*Problems to work on*:
A. Name every sandwich that the article on the Tacoma sandwich shop mentions by name.
B. According to the article on the Tacoma sandwich shop, about how long is the pastrami roasted?

*Source document*:

........

‘East Coast-style’ sandwich shop serves house-smoked pastrami, homemade pickles in Tacoma
Since moving to Tacoma in the late 2000s, Trey Beattie has missed one particular thing from his upbringing in Pittsburgh, Pennsylvania, and that’s sandwiches.
You might wonder how that’s possible considering the number of restaurants that do, in fact, serve sandwiches here, not to mention the handful of sandwich shops that have their loyal regulars who will tussle over their favorite. But anyone who has lived on the East Coast, and the Northeast especially, will tell you: The sandwich game here just isn’t the same.
I might have a soft spot for what Beattie and his partner Megan Lafler are pursuing at Sandwich Starr, which opened last month at 102 N. G St., because I was also raised in Pittsburgh. I, too, often miss the easy access to delis and pizzerias that also serve bulging hoagies and cheesesteaks. In developing the menu, the couple wanted to invoke those East Coast traditions while honoring their West Coast home.
For Beattie, that has translated to toasted sandwiches (available in half or whole) like the flagship Starrk, featuring roast beef and salami with brie, tomato, red onion and a sweet chili mayo lathered on a French hoagie roll. The League combines mortadella, turkey and ham with white cheddar, cucumber, red onion and sweet-hot mustard. A new number, the White Rabbit, has a nam jim jaew aioli (with an assist from neighbor Moshi Moshi and their chef, Alice) with roast beef, prosciutto, green pepper and artichoke hearts. The vegetarian-friendly Johnny joins mozzarella with avocado, kimchi, bell peppers, that sweet chili mayo, gochujang and microgreens.
Those little touches — house sauces, microgreens from De La Mesa Farms and Nil’s Kimchi, both Tacoma-based — and unexpected flair help Sandwich Starr stand out.
They also smoke their pastrami in house because Beattie couldn’t find a source here — at least not one that was cooked “in a way that I consider the proper way,” he said at the shop in November. “Every time I eat it, it kinda tastes like home.”
After a rub of garlic, black pepper, mustard seed and onion, he roasts the meat for around 10 hours, in an indoor smoker, until it’s tender, and always uses thick slices. Try it in the Sir Robot with dill havarti, tomato and Dijon.
Another homemade star here: pickles, fermented for a few days in 20-pound batches, four buckets at a time. Every sandwich comes standard with not a measly quarter but a whole, entire pickle. Beyond the juicy crunch, they are surprisingly spicy thanks to a plethora of garlic.
Beattie was adamant about serving a whole pickle, Lafler said.
While she works an administrative job during the day, Beattie has worked in the restaurant industry, as a server and manager. He’s also a program developer and was a trivia host, which is how he got into the sandwich game. Sandwich Starr was the resident restaurant inside Edison City, the South Tacoma beer bar that closed earlier this year. They decided to search for another space and landed in the Stadium District.

........

*Data lines*:

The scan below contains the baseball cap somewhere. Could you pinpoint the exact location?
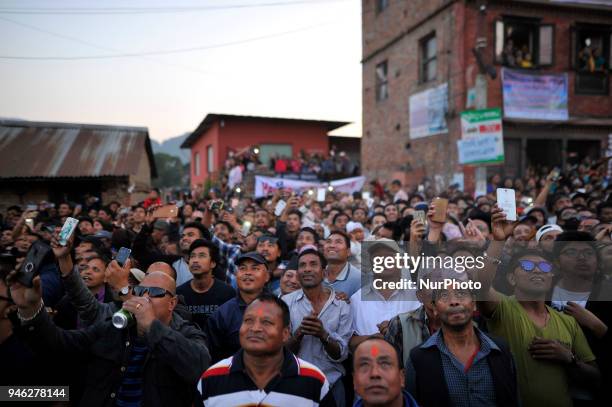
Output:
[536,225,563,242]
[235,252,268,268]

........

*Final results*:
A. Starrk, League, White Rabbit, Johnny, Sir Robot

B. Around 10 hours.